• _Text_
The comparison of reference branch pairs with convergent and non-convergent replacements revealed remarkable differences between photosynthesis types. Overall, C4:C4 pairs of reference branches showed a distribution skewed toward more convergent and non-convergent replacements than the two other categories (Fig. 6). There were significantly fewer pairs of C4:C4 reference branches with no replacements and with no convergent replacements than C3:C4 and C3:C3 pairs (P < 0.05, Boschloo’s test; Table 2). Conversely, significantly more C4:C4 pairs shared more convergent than non-convergent replacements, and at least two convergent changes compared to C3:C4 and C3:C3 pairs (P < 0.05, Boschloo’s test; Table 2). No significant difference was observed between pairs of C3:C4 and pairs of C3:C3. We found identical patterns when the same analyses were performed after excluding all replacements in the RbcL protein, except for the lack of a significant difference between C4:C4 and C3:C3 in the proportion of pairs with non-convergent replacements and pairs with more convergent than non-convergent changes (Table S6).

Pairs of reference branches by convergent and non-convergent replacements.

Figure 6: Pairs of reference branches by convergent and non-convergent replacements.

Difference in the number of pairs of reference branches for convergent and non-convergent categories (0–8 and 10 replacements).
Table 2:
Number of reference branches with convergent and non-convergent replacements.
Comparisons were made between pairs of C4:C4, C3:C3 and C3:C4 branches. Proportions of pairs of reference branches over all branches by category are shown in parenthesis. The total number of pairs of reference branches are 78, 36 and 117 for C4:C4, C3:C3 and C3:C4 comparisons, respectively. All comparisons between C4:C4 pairs and both C3:C3 and C3:C4 pairs were statistically significantly different (P < 0.05, Boschloos test). No comparison between C3:C3 and C3:C4pairs was statistically significant (P ≥ 0.05, Boschloos test).

• _Source data_
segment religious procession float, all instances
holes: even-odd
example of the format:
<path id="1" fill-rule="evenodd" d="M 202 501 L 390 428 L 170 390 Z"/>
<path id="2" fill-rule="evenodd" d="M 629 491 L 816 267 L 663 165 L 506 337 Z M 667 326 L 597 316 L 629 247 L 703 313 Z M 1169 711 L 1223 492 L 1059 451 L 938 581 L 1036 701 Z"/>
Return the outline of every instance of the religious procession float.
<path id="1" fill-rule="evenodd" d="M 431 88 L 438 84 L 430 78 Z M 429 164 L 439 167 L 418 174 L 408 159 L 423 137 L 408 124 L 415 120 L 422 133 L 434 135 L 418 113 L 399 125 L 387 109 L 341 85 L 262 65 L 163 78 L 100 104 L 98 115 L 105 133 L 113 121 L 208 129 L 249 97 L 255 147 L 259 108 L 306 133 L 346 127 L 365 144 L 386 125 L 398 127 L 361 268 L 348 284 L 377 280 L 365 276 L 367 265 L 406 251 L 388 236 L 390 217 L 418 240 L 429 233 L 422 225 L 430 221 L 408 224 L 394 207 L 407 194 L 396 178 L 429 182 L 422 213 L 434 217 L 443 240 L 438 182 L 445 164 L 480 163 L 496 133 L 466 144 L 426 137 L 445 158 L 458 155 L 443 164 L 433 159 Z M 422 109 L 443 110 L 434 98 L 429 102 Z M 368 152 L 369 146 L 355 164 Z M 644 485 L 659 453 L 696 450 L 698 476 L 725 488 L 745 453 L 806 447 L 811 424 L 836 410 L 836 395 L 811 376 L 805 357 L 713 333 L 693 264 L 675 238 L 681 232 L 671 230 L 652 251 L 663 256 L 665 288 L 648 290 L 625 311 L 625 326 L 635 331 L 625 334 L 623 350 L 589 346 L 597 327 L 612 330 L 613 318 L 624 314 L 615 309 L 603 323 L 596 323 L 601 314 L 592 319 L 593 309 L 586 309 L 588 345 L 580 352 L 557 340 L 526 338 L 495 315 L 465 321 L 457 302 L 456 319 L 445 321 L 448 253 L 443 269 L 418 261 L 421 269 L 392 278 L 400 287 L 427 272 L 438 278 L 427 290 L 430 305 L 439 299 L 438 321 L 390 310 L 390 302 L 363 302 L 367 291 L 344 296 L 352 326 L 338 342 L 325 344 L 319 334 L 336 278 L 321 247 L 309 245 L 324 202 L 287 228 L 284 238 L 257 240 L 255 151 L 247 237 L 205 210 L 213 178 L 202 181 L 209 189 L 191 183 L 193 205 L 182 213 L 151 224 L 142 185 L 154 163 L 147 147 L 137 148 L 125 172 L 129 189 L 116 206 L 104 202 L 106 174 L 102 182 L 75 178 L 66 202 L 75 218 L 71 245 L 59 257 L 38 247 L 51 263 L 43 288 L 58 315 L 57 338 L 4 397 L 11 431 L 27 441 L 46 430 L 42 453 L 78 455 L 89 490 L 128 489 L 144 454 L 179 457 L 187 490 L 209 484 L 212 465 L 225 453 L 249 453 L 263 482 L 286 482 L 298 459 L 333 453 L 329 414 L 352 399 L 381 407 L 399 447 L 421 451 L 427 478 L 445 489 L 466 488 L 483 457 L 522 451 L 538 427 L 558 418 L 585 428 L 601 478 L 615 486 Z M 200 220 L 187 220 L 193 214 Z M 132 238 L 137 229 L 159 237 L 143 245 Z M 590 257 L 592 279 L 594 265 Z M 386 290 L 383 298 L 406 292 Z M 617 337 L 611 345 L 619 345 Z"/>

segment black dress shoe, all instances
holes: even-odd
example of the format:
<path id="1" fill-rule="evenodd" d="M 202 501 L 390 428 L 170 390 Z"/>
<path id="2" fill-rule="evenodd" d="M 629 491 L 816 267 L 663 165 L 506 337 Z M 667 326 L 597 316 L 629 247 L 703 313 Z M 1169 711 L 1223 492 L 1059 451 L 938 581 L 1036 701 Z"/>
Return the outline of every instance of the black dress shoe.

* * *

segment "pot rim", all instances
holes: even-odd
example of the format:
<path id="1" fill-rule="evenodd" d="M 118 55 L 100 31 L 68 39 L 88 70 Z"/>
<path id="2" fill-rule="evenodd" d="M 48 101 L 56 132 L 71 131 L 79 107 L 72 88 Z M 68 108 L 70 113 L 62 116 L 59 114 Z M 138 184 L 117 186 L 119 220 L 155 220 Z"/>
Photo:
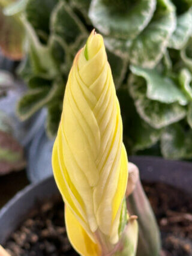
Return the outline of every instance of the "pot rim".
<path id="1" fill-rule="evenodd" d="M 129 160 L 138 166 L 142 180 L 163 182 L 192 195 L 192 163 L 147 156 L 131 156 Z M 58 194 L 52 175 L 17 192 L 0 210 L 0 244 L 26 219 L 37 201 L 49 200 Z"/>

• _Work order_
Continue the text on convergent replacements in C3 and C4 reference branches, picking up after its final sentence. You won't need the records for this.

• _Result of the task_
C4:C4 C3:C4 C3:C3
No replacements 6 (.08) 30 (.26) 12 (.33)
No Con 12 (.15) 48 (.41) 16 (.44)
w/Con 66 (.85) 69 (.59) 20 (.56)
w/NC 63 (.81) 67 (.57) 18 (.50)
Con > NC 40 (.51) 36 (.31) 10 (.28)
Con > 1 49 (.63) 39 (.33) 8 (.22)
DOI: 10.7717/peerj.12791/table-2

Notes:

Con

convergent

NC

non-convergent

Con > NC

pairs of branches with more convergent than non-convergent replacements

Con > 1

pairs of branches with more than one convergent replacement

Distribution of amino acid replacements across PACMAD lineages

Convergent and non-convergent replacements were preferentially found in specific pairs of reference branches. In C4 pairs, convergent sites were most abundant between Danthoniopsis dinteri and Aristida purpurea (ten sites, branches P and V in Fig. 1), whereas non-convergent sites were most common between Centropodia glauca and Aristida purpurea (ten sites, branches S and V in Fig. 1). In pairwise C3 branch comparisons, most convergent sites were identified between both Zeugites pittieri and Danthonieae (branches N and R in Fig. 1) and Danthonieae and Sartidia spp. (branches R and U in Fig. 1), whereas the most non-convergent site-rich pair was formed by Zeugites pittieri and Sartidia spp. (eight sites, branches N and U in Fig. 1; Table S7).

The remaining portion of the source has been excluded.